-- WHAT THE TASK ASKS --
Copy exactly the lines from the "Each instance of the building" line to the end, both included, and nothing else.
** BEGIN **
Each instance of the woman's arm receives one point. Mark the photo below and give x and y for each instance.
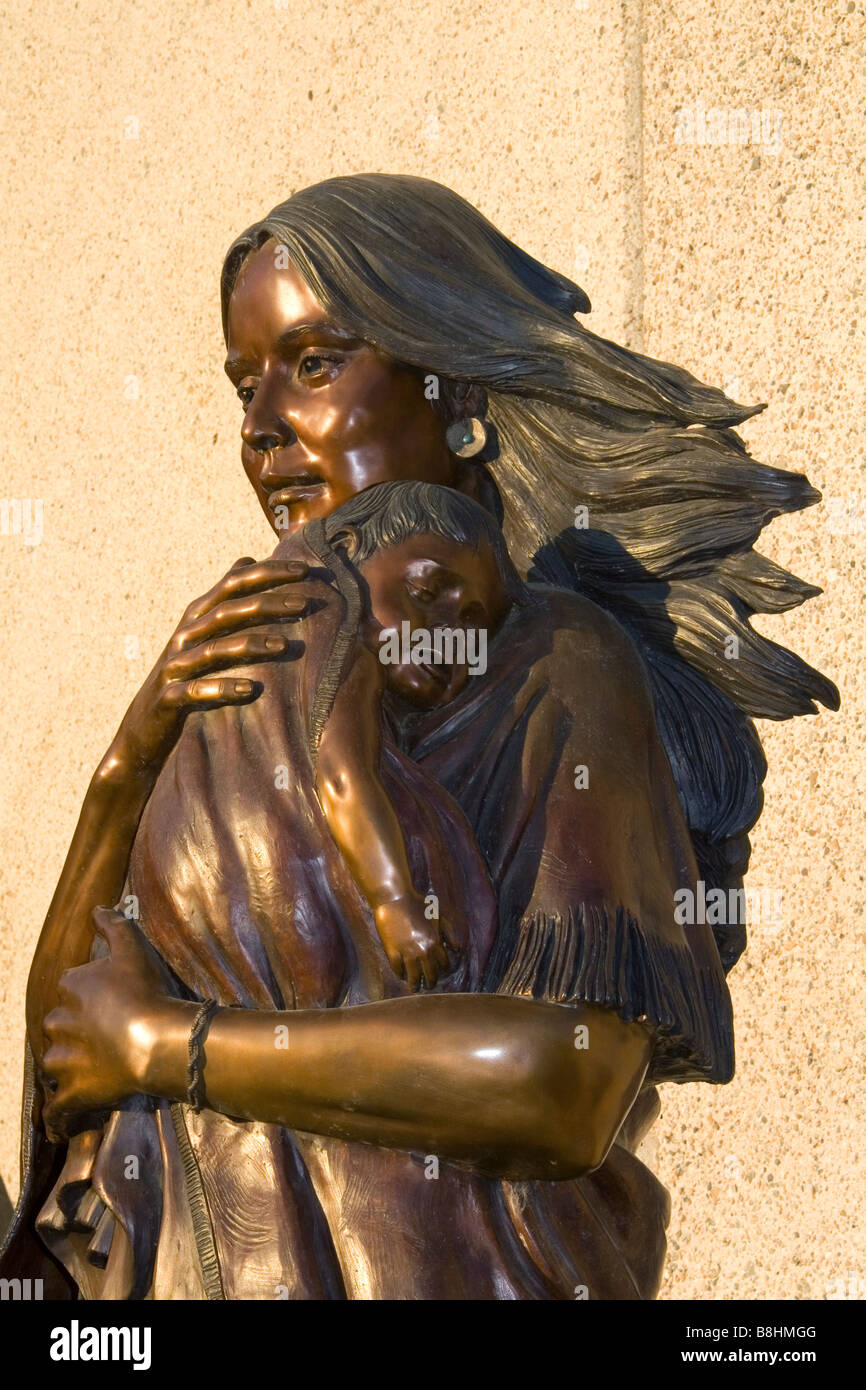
(515, 1087)
(206, 640)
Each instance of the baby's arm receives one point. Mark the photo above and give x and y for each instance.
(366, 827)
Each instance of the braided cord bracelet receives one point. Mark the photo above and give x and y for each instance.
(195, 1072)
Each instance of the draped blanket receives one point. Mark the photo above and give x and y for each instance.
(540, 808)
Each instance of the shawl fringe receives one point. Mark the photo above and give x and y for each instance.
(602, 955)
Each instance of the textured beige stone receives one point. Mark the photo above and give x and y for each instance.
(139, 139)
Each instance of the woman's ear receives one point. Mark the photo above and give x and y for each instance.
(460, 401)
(348, 540)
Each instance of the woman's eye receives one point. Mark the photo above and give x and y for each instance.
(314, 363)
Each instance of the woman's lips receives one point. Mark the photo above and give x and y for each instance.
(300, 487)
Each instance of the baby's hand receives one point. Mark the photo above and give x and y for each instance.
(413, 944)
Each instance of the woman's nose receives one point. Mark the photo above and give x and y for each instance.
(264, 426)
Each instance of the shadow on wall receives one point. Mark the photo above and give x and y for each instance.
(6, 1211)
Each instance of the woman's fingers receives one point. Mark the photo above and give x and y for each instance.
(245, 648)
(246, 576)
(209, 694)
(278, 605)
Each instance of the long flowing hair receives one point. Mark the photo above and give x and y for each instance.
(640, 453)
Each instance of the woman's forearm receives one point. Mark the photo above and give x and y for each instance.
(92, 876)
(510, 1086)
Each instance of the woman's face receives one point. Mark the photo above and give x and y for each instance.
(324, 414)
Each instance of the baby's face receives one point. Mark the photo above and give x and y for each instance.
(435, 605)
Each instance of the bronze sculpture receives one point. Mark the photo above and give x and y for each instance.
(406, 966)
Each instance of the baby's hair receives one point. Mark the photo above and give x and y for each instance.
(394, 512)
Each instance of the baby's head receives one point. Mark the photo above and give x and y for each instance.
(438, 581)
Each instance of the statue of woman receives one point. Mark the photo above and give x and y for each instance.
(234, 1098)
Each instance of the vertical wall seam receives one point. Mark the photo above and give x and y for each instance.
(633, 29)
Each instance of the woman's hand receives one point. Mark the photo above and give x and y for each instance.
(213, 635)
(103, 1032)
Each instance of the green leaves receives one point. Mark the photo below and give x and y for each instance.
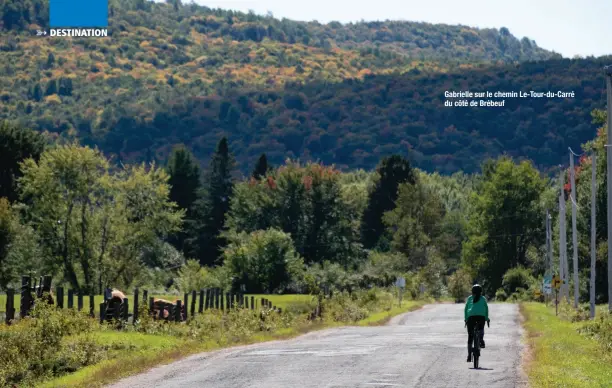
(506, 219)
(263, 261)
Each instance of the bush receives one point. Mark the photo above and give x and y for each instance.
(46, 345)
(500, 295)
(515, 278)
(600, 329)
(193, 277)
(432, 275)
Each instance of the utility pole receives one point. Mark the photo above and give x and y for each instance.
(608, 74)
(593, 242)
(562, 238)
(548, 243)
(549, 263)
(574, 232)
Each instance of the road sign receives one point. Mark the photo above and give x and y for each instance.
(556, 283)
(547, 286)
(401, 282)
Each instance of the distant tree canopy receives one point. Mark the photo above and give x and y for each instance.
(16, 145)
(292, 89)
(506, 220)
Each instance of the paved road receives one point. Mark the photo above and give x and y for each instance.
(425, 348)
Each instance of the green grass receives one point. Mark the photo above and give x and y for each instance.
(559, 356)
(131, 352)
(282, 301)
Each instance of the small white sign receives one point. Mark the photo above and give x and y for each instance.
(401, 282)
(547, 287)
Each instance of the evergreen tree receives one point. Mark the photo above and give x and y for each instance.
(16, 145)
(205, 241)
(261, 168)
(185, 183)
(392, 171)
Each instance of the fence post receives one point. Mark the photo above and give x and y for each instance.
(70, 298)
(46, 284)
(179, 306)
(126, 309)
(186, 299)
(102, 312)
(161, 311)
(59, 291)
(10, 305)
(135, 308)
(92, 312)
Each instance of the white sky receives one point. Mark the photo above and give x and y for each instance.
(569, 27)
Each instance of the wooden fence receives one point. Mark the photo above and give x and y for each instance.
(117, 309)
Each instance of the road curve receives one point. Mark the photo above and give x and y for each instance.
(425, 348)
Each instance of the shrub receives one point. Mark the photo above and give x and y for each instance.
(600, 329)
(500, 295)
(46, 345)
(518, 277)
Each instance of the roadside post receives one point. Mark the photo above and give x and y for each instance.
(401, 284)
(547, 286)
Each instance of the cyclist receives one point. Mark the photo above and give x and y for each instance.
(476, 313)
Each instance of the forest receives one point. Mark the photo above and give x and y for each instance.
(342, 94)
(291, 228)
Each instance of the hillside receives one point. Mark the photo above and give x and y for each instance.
(355, 123)
(162, 58)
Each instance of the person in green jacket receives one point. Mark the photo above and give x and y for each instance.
(476, 313)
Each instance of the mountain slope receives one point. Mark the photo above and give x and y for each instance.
(184, 73)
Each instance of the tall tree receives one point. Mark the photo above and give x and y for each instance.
(261, 168)
(205, 241)
(185, 184)
(416, 222)
(392, 172)
(95, 221)
(506, 220)
(16, 145)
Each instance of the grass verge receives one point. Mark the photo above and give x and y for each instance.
(140, 352)
(559, 355)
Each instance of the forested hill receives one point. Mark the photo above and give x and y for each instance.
(355, 123)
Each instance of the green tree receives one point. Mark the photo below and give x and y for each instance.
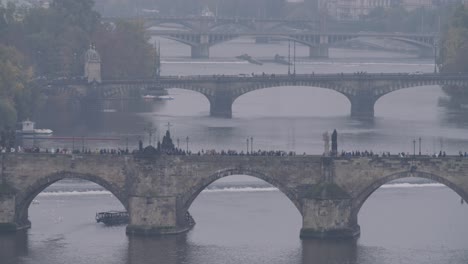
(15, 89)
(125, 51)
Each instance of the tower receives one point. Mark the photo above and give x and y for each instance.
(92, 70)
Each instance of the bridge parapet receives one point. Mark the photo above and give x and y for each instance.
(328, 192)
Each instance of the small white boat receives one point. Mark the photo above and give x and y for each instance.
(165, 97)
(28, 128)
(149, 97)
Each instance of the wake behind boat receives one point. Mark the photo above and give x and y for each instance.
(28, 129)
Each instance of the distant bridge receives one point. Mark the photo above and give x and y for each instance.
(200, 33)
(318, 42)
(362, 90)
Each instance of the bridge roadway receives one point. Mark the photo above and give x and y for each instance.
(362, 91)
(157, 191)
(317, 41)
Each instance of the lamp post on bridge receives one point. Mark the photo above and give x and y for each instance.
(419, 146)
(251, 144)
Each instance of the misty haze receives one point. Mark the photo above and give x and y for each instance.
(234, 131)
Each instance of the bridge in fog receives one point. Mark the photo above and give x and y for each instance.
(158, 190)
(317, 41)
(362, 90)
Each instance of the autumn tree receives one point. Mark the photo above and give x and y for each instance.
(125, 50)
(16, 95)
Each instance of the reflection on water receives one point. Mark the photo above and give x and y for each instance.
(329, 251)
(13, 247)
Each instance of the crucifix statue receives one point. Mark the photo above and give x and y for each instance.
(326, 140)
(150, 130)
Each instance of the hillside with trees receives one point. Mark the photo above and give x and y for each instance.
(454, 53)
(49, 43)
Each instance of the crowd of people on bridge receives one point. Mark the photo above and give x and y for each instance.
(167, 147)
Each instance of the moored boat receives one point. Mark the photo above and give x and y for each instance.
(28, 128)
(112, 217)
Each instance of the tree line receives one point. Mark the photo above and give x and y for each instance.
(40, 43)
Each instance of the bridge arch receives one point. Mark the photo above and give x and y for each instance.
(202, 184)
(362, 197)
(330, 90)
(25, 197)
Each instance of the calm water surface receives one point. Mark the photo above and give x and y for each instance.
(400, 224)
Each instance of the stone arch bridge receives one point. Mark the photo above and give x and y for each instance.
(362, 91)
(158, 191)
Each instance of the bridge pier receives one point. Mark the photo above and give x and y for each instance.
(328, 218)
(320, 51)
(153, 216)
(362, 105)
(201, 51)
(262, 40)
(7, 213)
(221, 105)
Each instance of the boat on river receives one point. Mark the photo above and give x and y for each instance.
(27, 127)
(249, 58)
(112, 217)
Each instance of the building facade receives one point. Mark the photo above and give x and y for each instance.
(92, 66)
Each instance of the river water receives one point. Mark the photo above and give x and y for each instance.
(243, 221)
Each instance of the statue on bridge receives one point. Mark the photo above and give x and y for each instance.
(326, 140)
(334, 143)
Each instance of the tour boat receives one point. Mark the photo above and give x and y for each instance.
(112, 217)
(149, 97)
(28, 128)
(165, 97)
** END **
-- SOLUTION TO THIS TASK --
Each instance of the building facade receives one point. Mark the photo above and give x and y for each instance.
(92, 66)
Each instance of the river water receives one point. Mark the photo above and give x and y for each instance.
(243, 221)
Each instance of the statue on bridge receives one point. Mark the photo above and give x and y for each instance.
(326, 140)
(334, 143)
Each instance of the tour boat receives one point. Mark the photo above and give x and y for each instance.
(112, 217)
(149, 97)
(28, 128)
(165, 97)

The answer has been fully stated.